- Extrait du document -
HOMMAGE
Habib BOUABANA était un peintre exceptionnel qui a marqué la peinture tunisienne du XXe Siècle. On l'appelait le "Modiagliani Tunisien".
Malgré ses différents avec l'École de Tunis, il a peint avec talent, mais à sa manière des scènes de la vie traditionnelle tunisienne. Cette Exposition-Vente comportera une quarantaine d'oeuvres sélectionnées de l'artiste.
Les oeuvres présentées dans cet Hommage proviennent de la Collection de l'un des amis de Bouabana. Cet ancien compagnon de l'artiste est connu ainsi que sa collection par les critiques d'art Bady Ben Naceur et Hocine Tlili d'une part et les artistes Habib Bida et Lamine Sassi d'autre part, qui ont dirigé la Table Ronde "Autour de Bouabana" le Samedi 23 Janv à la Galerie Roubtzoff et que je tiens à remercier vivement.
Habib Bouabana (1942-2003)
Durant toute sa vie d’artiste-bohème, Habib Bouabana fut un passant furtif et dans l’esprit rimbaldien, « un passant considérable ».
Il se sentait tour à tour un peu le Van Gogh, le Gauguin ou le Modigliani tunisien…
Vers les onze heures, quand il arrivait, ses amis, ses connaissances féminines « draguées » n’importe où, au hasard des rencontres, « poétisaient » sur son aspect « distingué », la chevelure longue et cet « air fatal » qui lui allait si bien.
Durant ces prolongations, l’alcool de la nuit souvent le fouillait tellement avec sa lime que Boa se métamorphosait, se mettait à guetter les moindres lueurs de ses noires litanies. Alors, vite, ses compagnons de voyage, mettaient à sa disposition une toile, des pinceaux, des tubes de peintures acryliques, des feuilles de canson, des pastels, des fusains. C’est ainsi que la nuit ouvrant son cœur à ce passant « furtif » et « considérable », naissait tout à coup, des œuvres lumineuses magiques à partir d’images fulgurantes qui apparaissaient dans son cerveau, cette chambre noire, pleine de mystères.

- Exercices -
1 > Dans l'extrait sur Habib Bouabana, relevez tout le matériel que ses compagnons mettaient à sa disposition pour peindre.
2 > D'après l'extrait sur Habib Bouabana, ces affirmations sont-elles vraies ? (a) Le peintre est mort en 2003. (b) L'exposition-vente présentera une centaine d'œuvres. (c) Les œuvres exposées viennent de la collection d'un ami de l'artiste.
3 > Selon l'extrait sur Habib Bouabana, qu'est-ce qui poussait ses compagnons à lui donner vite de quoi peindre ?

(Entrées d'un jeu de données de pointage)
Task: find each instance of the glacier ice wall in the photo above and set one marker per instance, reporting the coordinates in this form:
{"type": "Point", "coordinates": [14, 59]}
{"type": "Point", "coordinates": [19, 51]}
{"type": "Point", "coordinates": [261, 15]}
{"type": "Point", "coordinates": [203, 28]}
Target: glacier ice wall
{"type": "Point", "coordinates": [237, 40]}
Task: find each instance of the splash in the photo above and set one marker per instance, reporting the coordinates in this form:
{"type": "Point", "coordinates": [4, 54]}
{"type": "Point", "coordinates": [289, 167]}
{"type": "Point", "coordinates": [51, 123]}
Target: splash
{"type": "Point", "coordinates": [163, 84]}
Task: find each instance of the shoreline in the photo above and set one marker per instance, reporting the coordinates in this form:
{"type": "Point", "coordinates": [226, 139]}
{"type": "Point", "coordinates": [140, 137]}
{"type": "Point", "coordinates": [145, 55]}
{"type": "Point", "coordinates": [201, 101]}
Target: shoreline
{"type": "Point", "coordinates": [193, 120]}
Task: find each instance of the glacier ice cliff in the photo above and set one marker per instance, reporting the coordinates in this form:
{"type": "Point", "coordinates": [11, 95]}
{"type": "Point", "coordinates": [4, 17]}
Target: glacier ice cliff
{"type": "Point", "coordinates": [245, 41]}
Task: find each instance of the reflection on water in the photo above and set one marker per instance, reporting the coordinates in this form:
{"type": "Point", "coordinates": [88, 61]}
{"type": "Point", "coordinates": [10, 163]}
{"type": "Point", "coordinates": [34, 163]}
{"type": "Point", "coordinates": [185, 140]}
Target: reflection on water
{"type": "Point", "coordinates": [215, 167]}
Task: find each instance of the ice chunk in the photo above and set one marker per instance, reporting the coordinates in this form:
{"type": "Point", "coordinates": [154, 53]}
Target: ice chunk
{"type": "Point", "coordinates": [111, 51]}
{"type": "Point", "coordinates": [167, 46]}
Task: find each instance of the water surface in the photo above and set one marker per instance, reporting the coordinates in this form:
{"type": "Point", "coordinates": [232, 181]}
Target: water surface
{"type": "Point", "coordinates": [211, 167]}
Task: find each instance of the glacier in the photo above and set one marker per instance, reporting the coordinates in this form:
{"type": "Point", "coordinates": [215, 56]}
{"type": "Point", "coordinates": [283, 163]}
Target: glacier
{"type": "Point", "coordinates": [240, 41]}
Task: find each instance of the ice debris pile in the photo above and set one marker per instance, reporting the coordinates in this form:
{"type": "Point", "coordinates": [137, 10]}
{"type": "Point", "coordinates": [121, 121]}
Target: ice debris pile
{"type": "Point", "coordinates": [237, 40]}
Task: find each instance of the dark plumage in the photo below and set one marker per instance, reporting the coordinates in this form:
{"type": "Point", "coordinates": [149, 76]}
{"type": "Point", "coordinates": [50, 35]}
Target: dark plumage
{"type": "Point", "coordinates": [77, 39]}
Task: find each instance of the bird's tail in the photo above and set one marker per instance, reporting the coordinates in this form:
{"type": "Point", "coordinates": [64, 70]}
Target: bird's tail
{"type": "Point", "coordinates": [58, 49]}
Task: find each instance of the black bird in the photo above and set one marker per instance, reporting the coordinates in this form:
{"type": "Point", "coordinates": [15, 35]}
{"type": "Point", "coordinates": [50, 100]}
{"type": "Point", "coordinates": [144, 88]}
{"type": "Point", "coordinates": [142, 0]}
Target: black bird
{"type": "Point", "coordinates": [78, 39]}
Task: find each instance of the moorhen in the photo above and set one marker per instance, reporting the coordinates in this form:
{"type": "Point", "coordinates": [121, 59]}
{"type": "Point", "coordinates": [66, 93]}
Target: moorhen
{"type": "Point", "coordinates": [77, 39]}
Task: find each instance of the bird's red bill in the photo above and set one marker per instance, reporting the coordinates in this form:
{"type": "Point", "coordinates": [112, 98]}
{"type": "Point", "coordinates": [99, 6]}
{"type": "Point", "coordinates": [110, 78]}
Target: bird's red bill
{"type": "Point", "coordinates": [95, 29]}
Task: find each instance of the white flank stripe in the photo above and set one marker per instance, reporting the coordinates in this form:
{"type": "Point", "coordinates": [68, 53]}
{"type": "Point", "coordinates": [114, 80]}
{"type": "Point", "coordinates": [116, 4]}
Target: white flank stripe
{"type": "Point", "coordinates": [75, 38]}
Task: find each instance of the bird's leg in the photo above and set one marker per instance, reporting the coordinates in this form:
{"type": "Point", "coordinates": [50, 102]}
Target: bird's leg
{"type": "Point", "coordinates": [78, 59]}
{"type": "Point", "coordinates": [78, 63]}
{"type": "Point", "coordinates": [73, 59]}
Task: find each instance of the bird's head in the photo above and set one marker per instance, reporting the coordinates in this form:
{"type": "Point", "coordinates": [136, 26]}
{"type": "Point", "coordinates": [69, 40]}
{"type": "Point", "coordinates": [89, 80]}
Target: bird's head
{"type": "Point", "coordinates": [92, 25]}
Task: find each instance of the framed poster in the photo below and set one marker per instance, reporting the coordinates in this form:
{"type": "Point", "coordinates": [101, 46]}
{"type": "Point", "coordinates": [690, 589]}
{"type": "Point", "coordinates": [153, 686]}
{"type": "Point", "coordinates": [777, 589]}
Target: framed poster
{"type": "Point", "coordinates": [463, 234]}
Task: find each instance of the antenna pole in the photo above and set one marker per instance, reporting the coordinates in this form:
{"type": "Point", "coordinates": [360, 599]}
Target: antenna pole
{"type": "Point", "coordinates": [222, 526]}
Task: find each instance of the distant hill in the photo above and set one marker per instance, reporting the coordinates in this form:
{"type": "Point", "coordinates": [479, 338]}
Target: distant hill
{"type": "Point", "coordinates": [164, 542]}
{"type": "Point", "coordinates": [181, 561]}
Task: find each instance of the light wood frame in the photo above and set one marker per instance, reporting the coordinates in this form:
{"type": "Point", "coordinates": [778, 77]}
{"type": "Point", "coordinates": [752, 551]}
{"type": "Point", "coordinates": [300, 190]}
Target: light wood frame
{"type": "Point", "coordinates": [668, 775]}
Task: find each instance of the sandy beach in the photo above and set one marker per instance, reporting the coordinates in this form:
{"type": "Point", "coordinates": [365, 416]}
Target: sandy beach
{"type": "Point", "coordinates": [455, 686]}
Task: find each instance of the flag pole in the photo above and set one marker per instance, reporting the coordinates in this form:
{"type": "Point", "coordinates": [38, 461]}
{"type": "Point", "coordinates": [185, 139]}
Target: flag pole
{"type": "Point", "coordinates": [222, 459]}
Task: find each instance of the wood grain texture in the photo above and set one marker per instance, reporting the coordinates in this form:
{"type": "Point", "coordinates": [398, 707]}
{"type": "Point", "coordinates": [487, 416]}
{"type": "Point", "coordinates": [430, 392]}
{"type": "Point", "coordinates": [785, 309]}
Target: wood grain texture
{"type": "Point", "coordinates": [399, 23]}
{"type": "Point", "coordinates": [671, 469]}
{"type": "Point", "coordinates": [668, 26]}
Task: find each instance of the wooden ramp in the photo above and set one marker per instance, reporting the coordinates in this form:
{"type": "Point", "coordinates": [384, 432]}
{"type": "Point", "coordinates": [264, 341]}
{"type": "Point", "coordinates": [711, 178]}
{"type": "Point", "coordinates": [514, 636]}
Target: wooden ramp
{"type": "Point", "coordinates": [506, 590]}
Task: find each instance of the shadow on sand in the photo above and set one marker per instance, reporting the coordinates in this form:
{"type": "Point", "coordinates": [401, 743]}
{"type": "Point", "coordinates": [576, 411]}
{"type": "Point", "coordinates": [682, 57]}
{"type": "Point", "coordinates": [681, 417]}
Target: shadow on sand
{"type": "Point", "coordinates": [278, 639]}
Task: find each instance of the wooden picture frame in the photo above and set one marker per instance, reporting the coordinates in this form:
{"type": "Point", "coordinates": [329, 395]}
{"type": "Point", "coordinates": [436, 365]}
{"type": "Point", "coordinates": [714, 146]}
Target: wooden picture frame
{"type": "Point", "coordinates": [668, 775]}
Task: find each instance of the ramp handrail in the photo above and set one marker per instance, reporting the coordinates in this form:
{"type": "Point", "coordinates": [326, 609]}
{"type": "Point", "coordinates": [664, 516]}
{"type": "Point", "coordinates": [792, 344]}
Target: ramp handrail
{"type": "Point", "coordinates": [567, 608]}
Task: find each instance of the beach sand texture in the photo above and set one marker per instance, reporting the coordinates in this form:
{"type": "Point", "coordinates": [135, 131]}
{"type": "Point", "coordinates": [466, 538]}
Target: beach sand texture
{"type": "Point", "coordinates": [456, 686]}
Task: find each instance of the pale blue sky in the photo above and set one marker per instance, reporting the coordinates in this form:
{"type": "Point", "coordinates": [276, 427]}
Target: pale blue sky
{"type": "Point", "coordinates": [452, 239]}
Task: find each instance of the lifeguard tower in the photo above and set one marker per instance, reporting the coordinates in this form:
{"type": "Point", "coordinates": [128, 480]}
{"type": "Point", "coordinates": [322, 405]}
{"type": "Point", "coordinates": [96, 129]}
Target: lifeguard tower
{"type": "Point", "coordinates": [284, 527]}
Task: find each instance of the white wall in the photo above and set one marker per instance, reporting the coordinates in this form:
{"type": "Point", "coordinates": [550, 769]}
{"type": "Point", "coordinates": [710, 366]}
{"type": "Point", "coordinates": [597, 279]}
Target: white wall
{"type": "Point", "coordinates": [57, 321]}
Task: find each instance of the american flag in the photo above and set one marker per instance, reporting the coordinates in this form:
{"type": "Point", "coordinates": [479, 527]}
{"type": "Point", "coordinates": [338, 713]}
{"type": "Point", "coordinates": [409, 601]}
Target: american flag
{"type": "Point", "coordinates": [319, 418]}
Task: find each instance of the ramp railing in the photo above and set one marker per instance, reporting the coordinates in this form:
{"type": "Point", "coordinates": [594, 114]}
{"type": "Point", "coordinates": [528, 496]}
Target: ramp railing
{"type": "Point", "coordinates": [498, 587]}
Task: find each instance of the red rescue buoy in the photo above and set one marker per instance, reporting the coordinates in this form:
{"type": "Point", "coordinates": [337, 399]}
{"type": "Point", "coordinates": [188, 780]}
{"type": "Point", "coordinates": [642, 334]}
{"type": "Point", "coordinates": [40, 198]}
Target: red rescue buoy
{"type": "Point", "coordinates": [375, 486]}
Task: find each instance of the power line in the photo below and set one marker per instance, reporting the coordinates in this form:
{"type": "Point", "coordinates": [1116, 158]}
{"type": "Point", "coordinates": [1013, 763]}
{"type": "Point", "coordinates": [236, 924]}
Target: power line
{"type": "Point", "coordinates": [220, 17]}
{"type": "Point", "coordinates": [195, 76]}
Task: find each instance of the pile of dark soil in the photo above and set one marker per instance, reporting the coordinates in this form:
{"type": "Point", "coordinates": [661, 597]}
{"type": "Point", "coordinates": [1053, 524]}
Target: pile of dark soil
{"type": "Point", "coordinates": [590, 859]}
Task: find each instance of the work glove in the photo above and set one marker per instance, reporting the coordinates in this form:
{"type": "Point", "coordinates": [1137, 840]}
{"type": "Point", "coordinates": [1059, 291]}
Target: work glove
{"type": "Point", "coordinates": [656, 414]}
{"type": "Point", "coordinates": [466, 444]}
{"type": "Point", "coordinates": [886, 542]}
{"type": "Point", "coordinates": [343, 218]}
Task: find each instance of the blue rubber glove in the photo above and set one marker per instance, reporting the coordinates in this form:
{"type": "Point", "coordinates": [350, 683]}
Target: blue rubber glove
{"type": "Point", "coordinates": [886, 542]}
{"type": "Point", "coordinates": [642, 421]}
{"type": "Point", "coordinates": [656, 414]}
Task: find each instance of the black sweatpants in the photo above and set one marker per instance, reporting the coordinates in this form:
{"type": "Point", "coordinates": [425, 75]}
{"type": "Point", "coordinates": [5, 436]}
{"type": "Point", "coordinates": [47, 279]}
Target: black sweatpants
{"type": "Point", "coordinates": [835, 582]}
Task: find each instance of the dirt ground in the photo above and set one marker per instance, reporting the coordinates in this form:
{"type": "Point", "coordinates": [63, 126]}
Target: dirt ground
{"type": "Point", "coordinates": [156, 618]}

- Corrigés -
1 > Une toile, des pinceaux, des tubes de peintures acryliques, des feuilles de canson, des pastels et des fusains.

2 >
(a) Oui : « Habib Bouabana (1942-2003) ».
(b) Non : « une quarantaine d'oeuvres sélectionnées ».
(c) Oui : « proviennent de la Collection de l'un des amis de Bouabana ».

3 > L'alcool de la nuit le transformait : Boa se métamorphosait et se mettait à guetter les moindres lueurs de ses noires litanies. Alors ses compagnons lui donnaient vite une toile, des pinceaux et d'autre matériel.